▶ [PROBLEM STATEMENT]: How many lines in the data below contain the string "aircraft"? Case counts. Reply with the number only.

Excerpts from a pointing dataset
* begin *
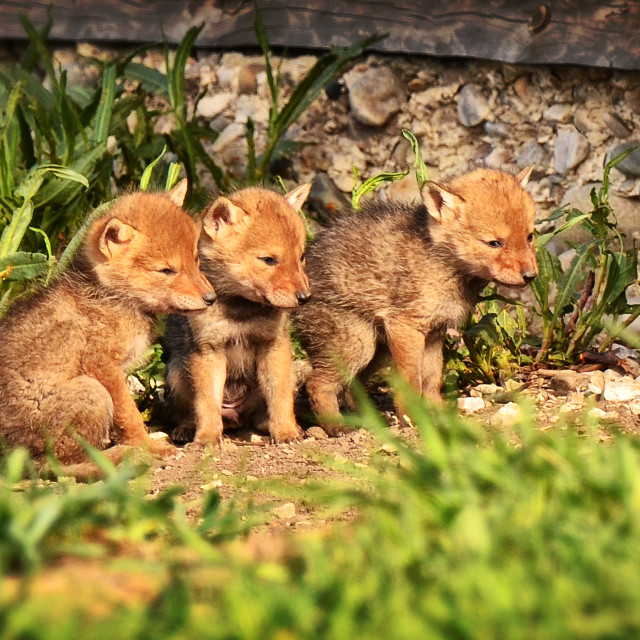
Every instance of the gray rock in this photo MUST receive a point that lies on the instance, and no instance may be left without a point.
(571, 149)
(213, 105)
(506, 416)
(615, 125)
(621, 390)
(375, 96)
(626, 211)
(531, 153)
(498, 129)
(473, 107)
(326, 199)
(630, 166)
(471, 405)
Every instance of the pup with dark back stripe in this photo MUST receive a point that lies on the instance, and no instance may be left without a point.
(398, 276)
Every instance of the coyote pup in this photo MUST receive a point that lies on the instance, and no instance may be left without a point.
(399, 275)
(65, 350)
(233, 362)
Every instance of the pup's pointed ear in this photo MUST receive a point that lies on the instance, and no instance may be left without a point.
(297, 197)
(115, 238)
(179, 192)
(524, 175)
(219, 213)
(440, 202)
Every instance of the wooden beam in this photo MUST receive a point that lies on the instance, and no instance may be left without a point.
(585, 32)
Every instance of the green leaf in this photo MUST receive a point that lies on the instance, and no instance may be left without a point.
(105, 107)
(372, 184)
(146, 175)
(21, 266)
(151, 80)
(422, 173)
(543, 239)
(173, 173)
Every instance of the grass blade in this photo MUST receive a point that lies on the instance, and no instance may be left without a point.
(105, 107)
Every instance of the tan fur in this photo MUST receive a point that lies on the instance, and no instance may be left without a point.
(65, 350)
(233, 362)
(398, 276)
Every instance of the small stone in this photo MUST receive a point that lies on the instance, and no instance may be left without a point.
(634, 406)
(134, 385)
(230, 134)
(531, 153)
(211, 106)
(575, 402)
(247, 81)
(522, 87)
(497, 158)
(473, 107)
(564, 382)
(375, 96)
(630, 166)
(506, 416)
(497, 129)
(571, 149)
(471, 405)
(558, 113)
(512, 385)
(596, 412)
(621, 390)
(488, 389)
(287, 511)
(316, 432)
(615, 125)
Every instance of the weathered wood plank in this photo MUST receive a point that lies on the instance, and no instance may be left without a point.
(588, 32)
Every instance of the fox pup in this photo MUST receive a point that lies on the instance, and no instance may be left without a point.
(233, 362)
(399, 275)
(65, 350)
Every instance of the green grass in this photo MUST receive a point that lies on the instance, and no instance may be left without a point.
(462, 534)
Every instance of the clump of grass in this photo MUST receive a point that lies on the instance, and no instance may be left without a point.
(462, 533)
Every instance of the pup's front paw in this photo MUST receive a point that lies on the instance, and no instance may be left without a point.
(336, 430)
(160, 448)
(207, 439)
(281, 433)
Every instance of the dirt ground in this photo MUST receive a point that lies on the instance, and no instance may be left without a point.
(248, 461)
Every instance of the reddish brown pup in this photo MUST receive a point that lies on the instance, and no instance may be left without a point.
(65, 350)
(232, 364)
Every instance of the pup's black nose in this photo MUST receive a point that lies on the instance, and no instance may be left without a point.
(303, 296)
(210, 297)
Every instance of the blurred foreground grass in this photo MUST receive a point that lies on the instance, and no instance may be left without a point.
(462, 534)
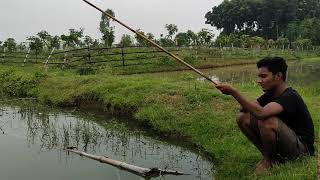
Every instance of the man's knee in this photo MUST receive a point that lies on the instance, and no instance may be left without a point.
(243, 119)
(268, 124)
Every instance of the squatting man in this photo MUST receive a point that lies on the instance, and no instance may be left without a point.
(278, 123)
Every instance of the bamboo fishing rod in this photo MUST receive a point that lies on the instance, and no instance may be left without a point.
(153, 43)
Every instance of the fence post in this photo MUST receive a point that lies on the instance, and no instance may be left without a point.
(65, 60)
(122, 56)
(25, 59)
(89, 54)
(4, 54)
(46, 63)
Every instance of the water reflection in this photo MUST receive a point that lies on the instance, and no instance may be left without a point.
(52, 131)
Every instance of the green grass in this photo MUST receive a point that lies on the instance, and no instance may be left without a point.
(178, 106)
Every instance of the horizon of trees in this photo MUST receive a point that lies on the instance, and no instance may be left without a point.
(295, 20)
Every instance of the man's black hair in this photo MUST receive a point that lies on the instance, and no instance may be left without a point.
(274, 65)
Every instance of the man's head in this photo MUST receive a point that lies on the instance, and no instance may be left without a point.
(271, 72)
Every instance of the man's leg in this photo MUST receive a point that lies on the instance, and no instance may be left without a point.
(268, 129)
(252, 129)
(249, 127)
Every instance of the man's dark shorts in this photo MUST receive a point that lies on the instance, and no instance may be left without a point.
(289, 145)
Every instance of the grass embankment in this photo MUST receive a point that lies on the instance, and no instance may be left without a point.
(180, 106)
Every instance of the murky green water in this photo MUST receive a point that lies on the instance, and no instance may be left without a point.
(33, 139)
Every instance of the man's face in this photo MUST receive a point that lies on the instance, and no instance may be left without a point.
(266, 79)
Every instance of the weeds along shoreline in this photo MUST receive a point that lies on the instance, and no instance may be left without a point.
(180, 108)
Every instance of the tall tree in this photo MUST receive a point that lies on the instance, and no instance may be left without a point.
(193, 37)
(73, 39)
(126, 41)
(10, 44)
(54, 42)
(140, 40)
(205, 36)
(172, 30)
(45, 37)
(106, 29)
(182, 39)
(88, 41)
(36, 44)
(22, 46)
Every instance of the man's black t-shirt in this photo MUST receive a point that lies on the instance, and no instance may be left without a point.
(295, 114)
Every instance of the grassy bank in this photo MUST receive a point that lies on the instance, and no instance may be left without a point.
(178, 106)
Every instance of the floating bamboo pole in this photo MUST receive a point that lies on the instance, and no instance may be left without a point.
(141, 171)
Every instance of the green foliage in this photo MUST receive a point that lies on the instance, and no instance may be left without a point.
(73, 39)
(35, 44)
(267, 18)
(86, 71)
(126, 41)
(182, 39)
(172, 29)
(177, 105)
(106, 29)
(10, 44)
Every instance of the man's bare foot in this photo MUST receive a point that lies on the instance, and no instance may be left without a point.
(262, 166)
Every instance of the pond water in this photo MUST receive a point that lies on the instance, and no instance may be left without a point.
(33, 137)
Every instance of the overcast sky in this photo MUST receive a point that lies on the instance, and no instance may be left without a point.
(22, 18)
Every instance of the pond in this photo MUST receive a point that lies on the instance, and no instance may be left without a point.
(33, 137)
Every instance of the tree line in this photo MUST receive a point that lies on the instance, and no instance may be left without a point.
(292, 22)
(43, 41)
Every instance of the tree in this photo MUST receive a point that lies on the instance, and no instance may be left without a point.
(172, 29)
(126, 41)
(73, 39)
(22, 46)
(182, 39)
(205, 36)
(282, 42)
(54, 42)
(36, 44)
(45, 37)
(265, 18)
(106, 29)
(193, 37)
(10, 44)
(150, 36)
(140, 40)
(96, 43)
(88, 41)
(257, 41)
(222, 41)
(244, 41)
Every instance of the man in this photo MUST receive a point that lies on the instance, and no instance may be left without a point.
(278, 123)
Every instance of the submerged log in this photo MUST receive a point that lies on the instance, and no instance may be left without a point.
(141, 171)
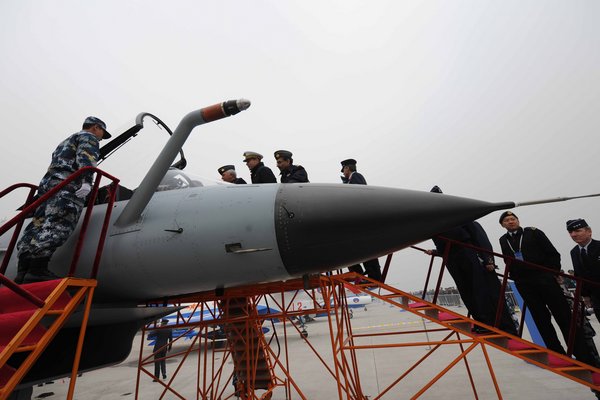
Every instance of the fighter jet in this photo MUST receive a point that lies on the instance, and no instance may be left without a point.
(177, 235)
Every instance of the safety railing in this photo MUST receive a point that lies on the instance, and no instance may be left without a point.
(509, 261)
(30, 206)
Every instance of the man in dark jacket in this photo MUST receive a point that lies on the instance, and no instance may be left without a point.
(473, 273)
(228, 174)
(372, 267)
(259, 173)
(350, 174)
(586, 261)
(163, 339)
(540, 290)
(290, 173)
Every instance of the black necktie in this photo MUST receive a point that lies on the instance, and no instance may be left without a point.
(584, 258)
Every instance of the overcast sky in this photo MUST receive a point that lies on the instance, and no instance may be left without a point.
(493, 100)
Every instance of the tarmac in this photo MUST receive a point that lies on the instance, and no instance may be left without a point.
(378, 367)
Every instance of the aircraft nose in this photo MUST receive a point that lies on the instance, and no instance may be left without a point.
(324, 227)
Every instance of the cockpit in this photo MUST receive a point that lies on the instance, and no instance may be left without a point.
(176, 179)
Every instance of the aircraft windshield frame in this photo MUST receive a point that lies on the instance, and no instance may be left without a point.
(176, 179)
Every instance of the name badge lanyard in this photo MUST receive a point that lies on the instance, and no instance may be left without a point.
(518, 254)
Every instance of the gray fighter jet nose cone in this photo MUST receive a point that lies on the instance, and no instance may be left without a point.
(323, 227)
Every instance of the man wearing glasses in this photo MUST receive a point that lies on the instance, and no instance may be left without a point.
(259, 172)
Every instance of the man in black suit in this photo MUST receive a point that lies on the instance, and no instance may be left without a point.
(350, 174)
(290, 173)
(372, 267)
(259, 172)
(540, 290)
(474, 273)
(586, 261)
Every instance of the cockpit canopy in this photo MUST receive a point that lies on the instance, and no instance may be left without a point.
(176, 179)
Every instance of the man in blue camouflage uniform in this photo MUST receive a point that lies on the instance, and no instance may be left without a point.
(54, 221)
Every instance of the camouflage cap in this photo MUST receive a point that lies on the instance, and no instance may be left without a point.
(349, 161)
(97, 121)
(506, 214)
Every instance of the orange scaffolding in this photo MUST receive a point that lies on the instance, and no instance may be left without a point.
(218, 370)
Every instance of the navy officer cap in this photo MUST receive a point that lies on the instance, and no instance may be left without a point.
(574, 224)
(248, 155)
(283, 153)
(225, 168)
(97, 121)
(349, 161)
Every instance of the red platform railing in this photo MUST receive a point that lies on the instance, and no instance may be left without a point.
(508, 261)
(30, 206)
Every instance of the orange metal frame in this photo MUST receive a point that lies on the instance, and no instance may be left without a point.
(214, 370)
(85, 290)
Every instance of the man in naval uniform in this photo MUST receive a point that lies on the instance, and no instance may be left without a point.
(259, 172)
(352, 177)
(55, 220)
(290, 173)
(586, 261)
(228, 174)
(540, 290)
(474, 273)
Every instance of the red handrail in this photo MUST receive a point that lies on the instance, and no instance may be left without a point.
(508, 260)
(31, 206)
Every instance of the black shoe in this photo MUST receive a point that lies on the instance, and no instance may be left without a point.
(22, 268)
(480, 330)
(40, 276)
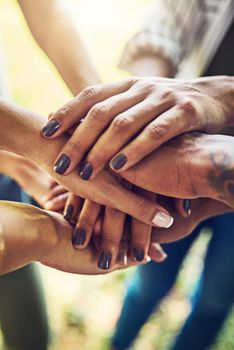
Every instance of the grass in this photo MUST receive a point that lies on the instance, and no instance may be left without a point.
(77, 319)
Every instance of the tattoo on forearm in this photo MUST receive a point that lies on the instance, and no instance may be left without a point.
(221, 177)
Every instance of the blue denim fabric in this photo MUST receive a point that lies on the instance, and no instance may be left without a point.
(213, 298)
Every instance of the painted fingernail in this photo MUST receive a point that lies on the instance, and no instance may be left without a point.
(86, 171)
(119, 161)
(163, 220)
(79, 237)
(50, 128)
(62, 164)
(138, 254)
(122, 258)
(187, 206)
(69, 212)
(104, 261)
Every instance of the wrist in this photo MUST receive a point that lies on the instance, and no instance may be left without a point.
(35, 238)
(150, 65)
(212, 171)
(221, 89)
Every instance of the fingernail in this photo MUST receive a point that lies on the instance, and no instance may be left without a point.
(50, 128)
(69, 212)
(122, 258)
(62, 164)
(119, 161)
(163, 220)
(79, 236)
(187, 206)
(138, 254)
(148, 258)
(86, 171)
(104, 261)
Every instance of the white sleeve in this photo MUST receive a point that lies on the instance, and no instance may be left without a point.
(158, 37)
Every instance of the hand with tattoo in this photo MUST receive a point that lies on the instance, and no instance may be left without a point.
(192, 165)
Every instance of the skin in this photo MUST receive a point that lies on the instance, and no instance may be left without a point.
(192, 165)
(33, 180)
(153, 110)
(49, 241)
(202, 209)
(113, 221)
(105, 190)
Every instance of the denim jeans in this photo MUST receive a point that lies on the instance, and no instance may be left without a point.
(212, 300)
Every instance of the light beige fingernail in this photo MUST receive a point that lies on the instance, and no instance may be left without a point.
(163, 220)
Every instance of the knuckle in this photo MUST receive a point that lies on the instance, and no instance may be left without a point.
(64, 112)
(86, 221)
(97, 112)
(142, 209)
(121, 124)
(141, 240)
(73, 146)
(188, 106)
(147, 87)
(157, 130)
(168, 94)
(89, 92)
(112, 212)
(111, 239)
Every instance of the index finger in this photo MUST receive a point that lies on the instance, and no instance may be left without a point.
(76, 109)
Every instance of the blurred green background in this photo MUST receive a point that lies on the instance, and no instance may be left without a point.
(83, 310)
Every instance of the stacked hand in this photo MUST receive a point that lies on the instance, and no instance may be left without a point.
(124, 125)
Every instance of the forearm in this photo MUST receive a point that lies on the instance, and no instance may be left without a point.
(59, 39)
(221, 89)
(23, 235)
(20, 134)
(151, 65)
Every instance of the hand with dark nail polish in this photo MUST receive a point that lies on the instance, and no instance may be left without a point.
(138, 254)
(104, 261)
(86, 171)
(69, 212)
(119, 161)
(62, 164)
(50, 128)
(79, 237)
(187, 206)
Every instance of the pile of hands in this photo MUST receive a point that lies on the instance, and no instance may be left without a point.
(150, 136)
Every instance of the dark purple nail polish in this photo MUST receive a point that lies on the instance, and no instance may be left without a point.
(187, 206)
(69, 212)
(119, 161)
(79, 236)
(138, 254)
(62, 164)
(104, 261)
(86, 171)
(50, 128)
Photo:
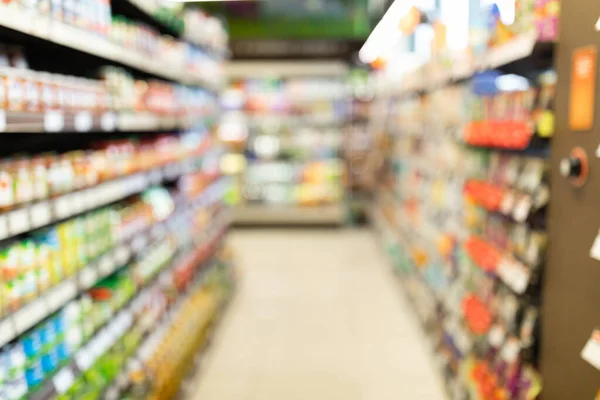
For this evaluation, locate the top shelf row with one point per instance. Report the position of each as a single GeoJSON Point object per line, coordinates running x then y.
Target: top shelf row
{"type": "Point", "coordinates": [135, 45]}
{"type": "Point", "coordinates": [522, 55]}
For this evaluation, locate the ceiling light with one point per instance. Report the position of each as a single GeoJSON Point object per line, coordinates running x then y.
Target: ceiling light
{"type": "Point", "coordinates": [386, 34]}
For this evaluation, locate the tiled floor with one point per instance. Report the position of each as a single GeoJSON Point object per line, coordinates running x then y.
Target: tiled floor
{"type": "Point", "coordinates": [317, 316]}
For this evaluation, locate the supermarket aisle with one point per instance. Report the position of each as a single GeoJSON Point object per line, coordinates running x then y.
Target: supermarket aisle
{"type": "Point", "coordinates": [316, 317]}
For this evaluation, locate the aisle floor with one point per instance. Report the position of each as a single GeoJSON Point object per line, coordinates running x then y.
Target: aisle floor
{"type": "Point", "coordinates": [317, 316]}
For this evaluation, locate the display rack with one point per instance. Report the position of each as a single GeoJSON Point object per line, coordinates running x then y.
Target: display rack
{"type": "Point", "coordinates": [290, 133]}
{"type": "Point", "coordinates": [462, 212]}
{"type": "Point", "coordinates": [105, 234]}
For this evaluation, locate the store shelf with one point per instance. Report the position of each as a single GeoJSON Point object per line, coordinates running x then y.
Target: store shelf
{"type": "Point", "coordinates": [47, 29]}
{"type": "Point", "coordinates": [20, 321]}
{"type": "Point", "coordinates": [109, 334]}
{"type": "Point", "coordinates": [32, 314]}
{"type": "Point", "coordinates": [282, 215]}
{"type": "Point", "coordinates": [85, 121]}
{"type": "Point", "coordinates": [46, 212]}
{"type": "Point", "coordinates": [144, 11]}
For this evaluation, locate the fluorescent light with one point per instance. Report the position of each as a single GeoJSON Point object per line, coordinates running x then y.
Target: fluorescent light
{"type": "Point", "coordinates": [386, 34]}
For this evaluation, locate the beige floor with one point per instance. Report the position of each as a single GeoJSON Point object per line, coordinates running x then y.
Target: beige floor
{"type": "Point", "coordinates": [317, 316]}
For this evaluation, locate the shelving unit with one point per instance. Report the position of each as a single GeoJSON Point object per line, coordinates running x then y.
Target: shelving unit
{"type": "Point", "coordinates": [103, 234]}
{"type": "Point", "coordinates": [462, 212]}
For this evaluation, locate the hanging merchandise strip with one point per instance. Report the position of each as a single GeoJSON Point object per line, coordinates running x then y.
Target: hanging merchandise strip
{"type": "Point", "coordinates": [468, 235]}
{"type": "Point", "coordinates": [43, 213]}
{"type": "Point", "coordinates": [156, 330]}
{"type": "Point", "coordinates": [86, 121]}
{"type": "Point", "coordinates": [49, 29]}
{"type": "Point", "coordinates": [125, 320]}
{"type": "Point", "coordinates": [432, 76]}
{"type": "Point", "coordinates": [138, 243]}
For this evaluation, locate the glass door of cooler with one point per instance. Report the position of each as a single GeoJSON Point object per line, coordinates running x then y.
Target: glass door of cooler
{"type": "Point", "coordinates": [571, 297]}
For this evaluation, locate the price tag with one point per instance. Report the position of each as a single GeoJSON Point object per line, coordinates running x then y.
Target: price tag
{"type": "Point", "coordinates": [2, 120]}
{"type": "Point", "coordinates": [54, 121]}
{"type": "Point", "coordinates": [30, 315]}
{"type": "Point", "coordinates": [7, 331]}
{"type": "Point", "coordinates": [62, 207]}
{"type": "Point", "coordinates": [18, 221]}
{"type": "Point", "coordinates": [40, 214]}
{"type": "Point", "coordinates": [591, 351]}
{"type": "Point", "coordinates": [63, 380]}
{"type": "Point", "coordinates": [108, 121]}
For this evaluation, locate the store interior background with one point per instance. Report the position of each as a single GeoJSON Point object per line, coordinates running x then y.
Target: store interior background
{"type": "Point", "coordinates": [299, 199]}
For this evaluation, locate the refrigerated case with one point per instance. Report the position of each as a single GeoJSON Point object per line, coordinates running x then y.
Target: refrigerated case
{"type": "Point", "coordinates": [570, 313]}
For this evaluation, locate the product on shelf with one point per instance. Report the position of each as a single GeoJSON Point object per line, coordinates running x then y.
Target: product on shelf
{"type": "Point", "coordinates": [116, 37]}
{"type": "Point", "coordinates": [76, 335]}
{"type": "Point", "coordinates": [466, 225]}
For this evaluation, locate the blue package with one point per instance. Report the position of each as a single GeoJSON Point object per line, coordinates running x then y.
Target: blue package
{"type": "Point", "coordinates": [48, 335]}
{"type": "Point", "coordinates": [62, 351]}
{"type": "Point", "coordinates": [49, 361]}
{"type": "Point", "coordinates": [59, 325]}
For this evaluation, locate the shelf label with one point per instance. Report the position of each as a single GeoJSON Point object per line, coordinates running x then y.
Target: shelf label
{"type": "Point", "coordinates": [591, 351]}
{"type": "Point", "coordinates": [18, 221]}
{"type": "Point", "coordinates": [54, 121]}
{"type": "Point", "coordinates": [63, 380]}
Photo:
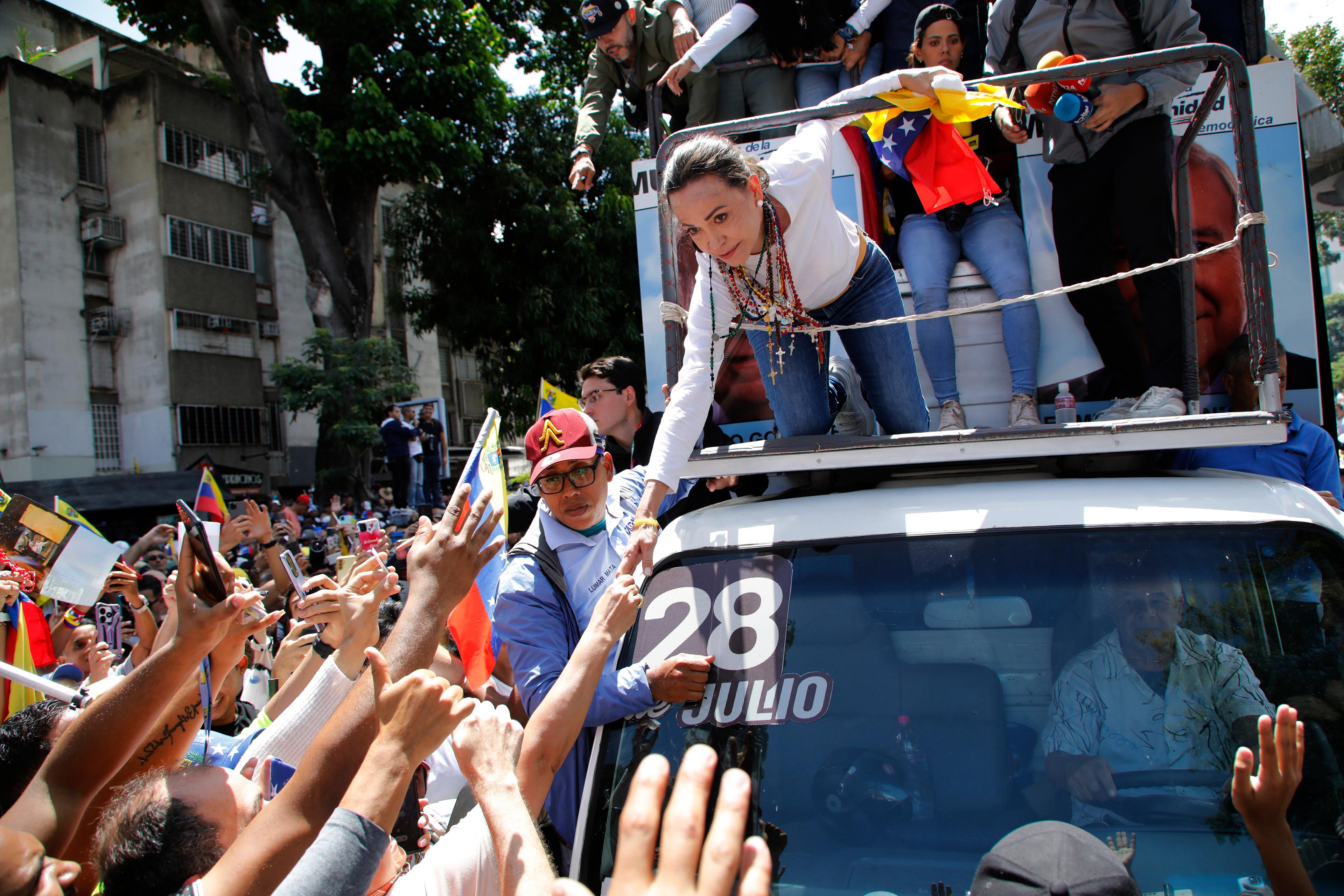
* end *
▶ [COMPLETE OUTPUT]: 2